**Dataset entries:**
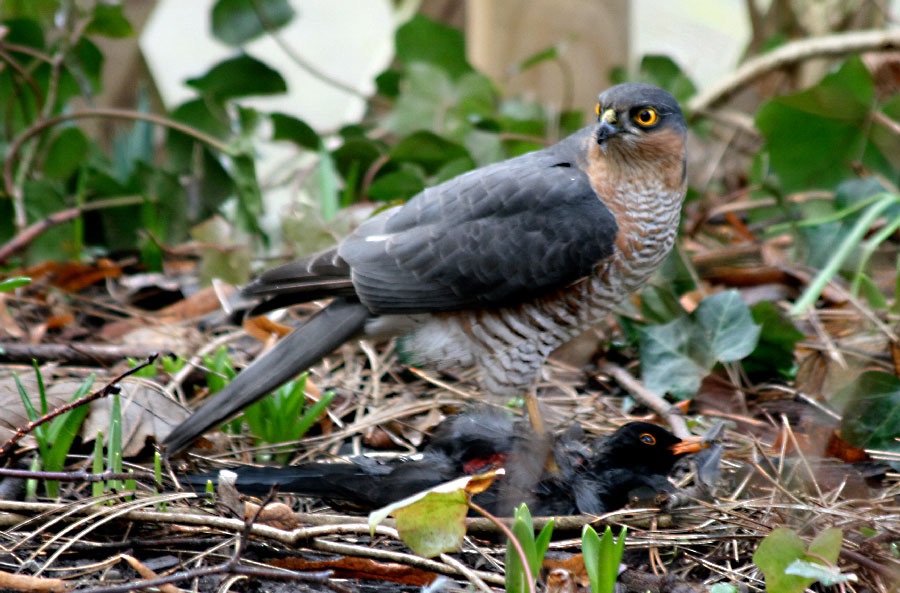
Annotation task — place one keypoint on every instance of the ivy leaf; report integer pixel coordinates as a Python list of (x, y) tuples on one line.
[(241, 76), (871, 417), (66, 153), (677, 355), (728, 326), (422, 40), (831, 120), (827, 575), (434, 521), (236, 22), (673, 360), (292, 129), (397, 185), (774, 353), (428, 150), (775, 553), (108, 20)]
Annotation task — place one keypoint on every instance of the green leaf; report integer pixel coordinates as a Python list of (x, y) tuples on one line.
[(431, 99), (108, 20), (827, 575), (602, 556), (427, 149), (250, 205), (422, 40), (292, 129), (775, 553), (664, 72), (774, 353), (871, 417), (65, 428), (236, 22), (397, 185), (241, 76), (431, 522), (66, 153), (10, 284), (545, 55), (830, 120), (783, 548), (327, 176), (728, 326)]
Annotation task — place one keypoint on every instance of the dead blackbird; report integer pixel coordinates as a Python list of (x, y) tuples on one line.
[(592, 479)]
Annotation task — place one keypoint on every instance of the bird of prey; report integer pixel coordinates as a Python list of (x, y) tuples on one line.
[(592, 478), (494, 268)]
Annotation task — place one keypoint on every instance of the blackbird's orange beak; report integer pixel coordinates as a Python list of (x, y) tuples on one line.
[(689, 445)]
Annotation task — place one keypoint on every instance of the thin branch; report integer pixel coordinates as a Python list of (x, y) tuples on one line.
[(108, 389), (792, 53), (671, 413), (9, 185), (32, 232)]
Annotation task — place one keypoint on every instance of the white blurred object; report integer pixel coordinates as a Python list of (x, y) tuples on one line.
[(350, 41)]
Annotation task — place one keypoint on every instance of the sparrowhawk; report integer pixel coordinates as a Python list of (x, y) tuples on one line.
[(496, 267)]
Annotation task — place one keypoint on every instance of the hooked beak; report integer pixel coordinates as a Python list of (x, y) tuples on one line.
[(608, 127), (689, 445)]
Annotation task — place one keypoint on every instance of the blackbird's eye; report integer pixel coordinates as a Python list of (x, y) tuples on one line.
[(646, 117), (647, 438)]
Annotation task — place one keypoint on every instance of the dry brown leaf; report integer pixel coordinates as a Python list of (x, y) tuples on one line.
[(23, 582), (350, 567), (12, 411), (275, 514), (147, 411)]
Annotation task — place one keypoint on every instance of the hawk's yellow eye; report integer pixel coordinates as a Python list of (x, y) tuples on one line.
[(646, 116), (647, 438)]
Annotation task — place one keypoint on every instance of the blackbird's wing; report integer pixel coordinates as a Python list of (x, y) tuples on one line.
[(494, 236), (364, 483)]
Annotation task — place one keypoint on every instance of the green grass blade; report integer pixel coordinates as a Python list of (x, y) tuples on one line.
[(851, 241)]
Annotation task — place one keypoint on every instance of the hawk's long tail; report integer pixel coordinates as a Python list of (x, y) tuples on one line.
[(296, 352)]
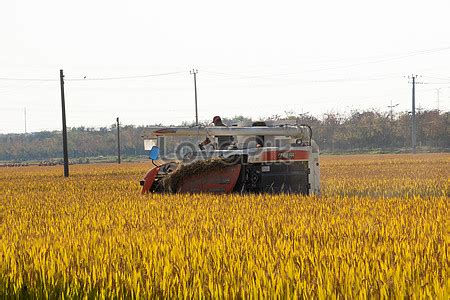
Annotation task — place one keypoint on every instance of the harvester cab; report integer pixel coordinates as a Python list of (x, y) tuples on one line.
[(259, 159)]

**About this exercise:**
Without the pictures, give every line of the data again, exactly as written.

**Problem solution:**
Annotation task — place one keypoint on every instance of the ivy leaf; report integer pixel coordinates as a Python list of (x, y) tuples on one line.
[(241, 76), (871, 417), (66, 153), (677, 355), (728, 326), (422, 40), (831, 120), (827, 575), (434, 521), (236, 22), (673, 360), (292, 129), (397, 185), (774, 353), (428, 150), (775, 553), (108, 20)]
Annotation task — place one keypoint on every instance of the green leaf; report integer pixel coordinates as a Python list of (x, y) tuples on one line.
[(431, 99), (108, 20), (827, 575), (602, 556), (427, 149), (250, 205), (422, 40), (292, 129), (775, 553), (664, 72), (774, 353), (871, 417), (65, 428), (236, 22), (397, 185), (241, 76), (431, 522), (66, 153), (10, 284), (545, 55), (830, 120), (783, 548), (327, 176), (728, 326)]
Annotation task — place one keypoint on every instance of the dead blackbird; report integer pixel coordinates as a Python list of (x, y) tuples on one line.
[(592, 479)]
Annotation task — place one keypoint on every instance of the bird of prey; report integer pixel coordinates as a Python list of (x, y) tuples on one line.
[(592, 478), (494, 268)]
Annotation task — place one keypoint on every instance of the blackbird's orange beak; report integer pixel coordinates as a Python list of (x, y) tuples on one line.
[(689, 445)]
Annotation task — place one keypoint on every instance of the thin branch; report integer pixel coordinates as a Python list of (x, y) tuples on one line.
[(108, 389), (792, 53), (671, 413), (9, 185), (32, 232)]
Annotation task — place one keypoint on every instance of the white blurred object; report integer pixel coordinates as a Python list of (x, y) tuples on one line.
[(350, 41)]
Annotation task — place one keypoint on every instance of the sparrowhawk; report integer pixel coordinates as a Python list of (x, y) tuples on one line.
[(496, 267)]
Annotation task — place one keypoint on every instance of the hooked beak; report integer pixel coordinates as a Python list of (x, y) tuples on one line.
[(608, 127), (689, 445)]
Annotation task — place one keypoint on every instance of the blackbird's eye; report integer pixel coordinates as a Python list of (x, y) tuples on one line.
[(646, 117), (647, 438)]
Annotation task — place one keypoint on every instance of the dry brown leaf; report integer pixel coordinates as a Python list of (x, y) tuples on one line.
[(23, 582), (350, 567), (12, 411), (275, 514), (147, 411)]
Annotation task — place one keypoint on every instance of the hawk's yellow eye; report integer pixel coordinates as a Python list of (x, y) tuples on one line.
[(646, 116), (647, 438)]
Annotation task — place one keypoint on every instance of the blackbird's wing; report integer pixel coordinates as a Python list of (x, y) tuples on one line.
[(494, 236), (364, 483)]
Annotation task — place one keypoint on every instance of the green grass blade; report integer pixel coordinates as a Python list of (x, y) tuples on one line.
[(851, 241)]
Annotation task — place one keypoint on every instance of the hawk's long tail; report integer pixel coordinates as a Python list of (x, y) tuples on one line.
[(296, 352)]
Annotation task — place one keypoint on every instance of the harvester cab; report integer pixel coordinates as a Python list of (x, y) tuples on one line.
[(259, 159)]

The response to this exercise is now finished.